=== Material to process ===
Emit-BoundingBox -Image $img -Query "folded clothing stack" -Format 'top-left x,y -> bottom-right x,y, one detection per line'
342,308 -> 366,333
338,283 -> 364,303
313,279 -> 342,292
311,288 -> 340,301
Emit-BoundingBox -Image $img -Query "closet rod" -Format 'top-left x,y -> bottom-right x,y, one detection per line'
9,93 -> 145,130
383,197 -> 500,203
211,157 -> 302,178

=== To do ===
Rewrite the listing above, changing "closet rod" to "hanging rail" everywhere and leaving everything else the same.

=== Solution for this task ===
Emit-BoundingBox -Image $img -Query "folded clothing stack" -Format 'top-left x,y -> bottom-right x,y, one detection per line'
342,308 -> 366,333
338,283 -> 364,303
313,279 -> 342,292
311,288 -> 340,301
Emit-BoundingBox -Image $img -Query "hanging rail" -Format 'top-left x,y -> bottom-right x,y, one detection per line'
9,93 -> 145,130
383,197 -> 500,203
211,157 -> 302,178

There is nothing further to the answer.